[RECORDS FOR PROCESSING]
━━━━

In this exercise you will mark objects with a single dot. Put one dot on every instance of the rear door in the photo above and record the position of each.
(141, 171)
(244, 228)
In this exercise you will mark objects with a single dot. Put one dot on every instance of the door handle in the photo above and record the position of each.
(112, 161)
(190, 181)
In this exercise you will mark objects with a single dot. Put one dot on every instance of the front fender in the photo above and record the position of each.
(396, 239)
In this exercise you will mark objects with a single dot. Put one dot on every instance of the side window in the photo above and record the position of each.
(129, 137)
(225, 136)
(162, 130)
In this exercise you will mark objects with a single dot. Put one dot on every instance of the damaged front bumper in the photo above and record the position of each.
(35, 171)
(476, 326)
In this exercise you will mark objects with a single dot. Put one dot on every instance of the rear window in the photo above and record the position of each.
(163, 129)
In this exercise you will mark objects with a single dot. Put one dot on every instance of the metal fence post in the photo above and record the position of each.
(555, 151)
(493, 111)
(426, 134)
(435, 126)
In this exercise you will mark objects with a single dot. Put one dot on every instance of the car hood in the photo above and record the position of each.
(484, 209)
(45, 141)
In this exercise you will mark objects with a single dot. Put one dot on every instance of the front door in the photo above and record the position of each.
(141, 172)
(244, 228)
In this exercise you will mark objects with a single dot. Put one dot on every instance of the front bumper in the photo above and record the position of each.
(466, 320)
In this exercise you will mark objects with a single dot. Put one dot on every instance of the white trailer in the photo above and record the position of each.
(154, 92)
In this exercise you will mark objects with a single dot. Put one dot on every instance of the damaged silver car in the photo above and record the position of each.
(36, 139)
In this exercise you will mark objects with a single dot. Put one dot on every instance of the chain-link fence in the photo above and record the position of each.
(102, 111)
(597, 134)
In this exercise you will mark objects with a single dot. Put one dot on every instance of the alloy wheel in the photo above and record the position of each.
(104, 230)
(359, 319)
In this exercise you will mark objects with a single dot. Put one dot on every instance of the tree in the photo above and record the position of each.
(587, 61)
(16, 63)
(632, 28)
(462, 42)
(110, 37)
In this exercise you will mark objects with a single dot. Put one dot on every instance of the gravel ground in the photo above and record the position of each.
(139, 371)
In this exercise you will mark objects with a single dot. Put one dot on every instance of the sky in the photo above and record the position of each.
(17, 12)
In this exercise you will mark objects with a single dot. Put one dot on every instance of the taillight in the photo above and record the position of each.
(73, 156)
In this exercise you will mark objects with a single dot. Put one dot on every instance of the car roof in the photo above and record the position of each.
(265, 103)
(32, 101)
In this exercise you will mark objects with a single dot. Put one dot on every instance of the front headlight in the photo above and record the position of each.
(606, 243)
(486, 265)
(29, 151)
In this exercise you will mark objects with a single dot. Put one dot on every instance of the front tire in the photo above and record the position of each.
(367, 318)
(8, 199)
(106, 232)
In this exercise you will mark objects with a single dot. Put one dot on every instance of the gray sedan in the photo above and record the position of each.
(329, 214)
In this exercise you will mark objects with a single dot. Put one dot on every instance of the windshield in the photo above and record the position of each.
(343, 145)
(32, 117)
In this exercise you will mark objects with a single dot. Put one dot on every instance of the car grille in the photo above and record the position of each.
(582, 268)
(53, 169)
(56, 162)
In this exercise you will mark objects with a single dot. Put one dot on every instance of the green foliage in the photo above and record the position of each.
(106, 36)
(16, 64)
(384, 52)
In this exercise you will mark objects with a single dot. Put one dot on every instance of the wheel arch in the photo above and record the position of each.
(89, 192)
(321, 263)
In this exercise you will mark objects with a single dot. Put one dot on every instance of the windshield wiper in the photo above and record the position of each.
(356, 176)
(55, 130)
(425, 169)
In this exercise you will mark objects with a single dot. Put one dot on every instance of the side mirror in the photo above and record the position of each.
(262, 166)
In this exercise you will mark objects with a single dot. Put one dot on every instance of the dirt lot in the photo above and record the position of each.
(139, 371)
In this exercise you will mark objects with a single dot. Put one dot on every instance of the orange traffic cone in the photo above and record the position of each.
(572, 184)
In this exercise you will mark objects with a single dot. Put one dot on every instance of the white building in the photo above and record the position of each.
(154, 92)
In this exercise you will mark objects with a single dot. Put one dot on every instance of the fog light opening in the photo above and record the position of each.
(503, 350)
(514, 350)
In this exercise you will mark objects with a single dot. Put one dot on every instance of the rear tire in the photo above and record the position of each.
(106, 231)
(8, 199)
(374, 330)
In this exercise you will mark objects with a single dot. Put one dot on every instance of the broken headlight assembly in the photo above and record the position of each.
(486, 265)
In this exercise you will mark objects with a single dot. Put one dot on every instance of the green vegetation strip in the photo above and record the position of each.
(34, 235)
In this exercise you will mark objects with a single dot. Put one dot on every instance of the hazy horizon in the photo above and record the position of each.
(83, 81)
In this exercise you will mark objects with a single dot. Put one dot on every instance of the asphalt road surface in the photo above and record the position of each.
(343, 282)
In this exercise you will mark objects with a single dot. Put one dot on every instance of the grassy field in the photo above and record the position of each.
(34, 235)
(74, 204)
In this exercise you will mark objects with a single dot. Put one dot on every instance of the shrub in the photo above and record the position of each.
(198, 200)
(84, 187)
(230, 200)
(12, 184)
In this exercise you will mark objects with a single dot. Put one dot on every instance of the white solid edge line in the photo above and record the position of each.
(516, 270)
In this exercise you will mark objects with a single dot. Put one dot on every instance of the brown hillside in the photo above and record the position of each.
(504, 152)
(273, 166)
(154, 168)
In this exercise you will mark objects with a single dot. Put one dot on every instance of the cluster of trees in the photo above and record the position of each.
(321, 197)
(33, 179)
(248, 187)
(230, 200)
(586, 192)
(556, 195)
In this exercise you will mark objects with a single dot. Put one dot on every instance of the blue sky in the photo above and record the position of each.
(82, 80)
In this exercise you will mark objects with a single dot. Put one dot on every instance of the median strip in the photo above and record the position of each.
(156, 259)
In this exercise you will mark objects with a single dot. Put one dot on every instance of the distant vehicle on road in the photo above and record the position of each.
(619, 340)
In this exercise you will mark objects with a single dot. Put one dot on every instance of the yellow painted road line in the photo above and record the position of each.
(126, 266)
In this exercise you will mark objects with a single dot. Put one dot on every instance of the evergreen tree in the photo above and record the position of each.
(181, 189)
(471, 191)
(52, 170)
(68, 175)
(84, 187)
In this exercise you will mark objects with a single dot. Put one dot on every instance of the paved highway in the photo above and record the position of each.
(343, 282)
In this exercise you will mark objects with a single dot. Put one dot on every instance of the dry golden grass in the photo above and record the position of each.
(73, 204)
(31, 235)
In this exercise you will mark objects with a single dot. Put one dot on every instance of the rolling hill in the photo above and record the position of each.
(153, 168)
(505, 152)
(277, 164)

━━━━

In the entries above, take the line containing "of the evergreen" and each later line through the last, and repeat them exactly. Output nothing else.

In this exercise you will mark objects with a single dot. Put one dot on every instance of the evergreen tree in the photo above and record the position of each.
(181, 189)
(471, 191)
(52, 170)
(68, 175)
(84, 187)
In this exercise you will mark objects with a single dot. Put one dot on every instance of the paved highway in the photo above and record the position of each.
(343, 282)
In this exercise you will mark objects with a single dot. Put one dot on every instance of the dry golden grass in the photo above and record the position of each.
(73, 204)
(31, 235)
In this exercise you will mark objects with a single dot. Put one dot on every instance of the rolling hill in the photo above and record the position of each.
(153, 168)
(505, 152)
(277, 164)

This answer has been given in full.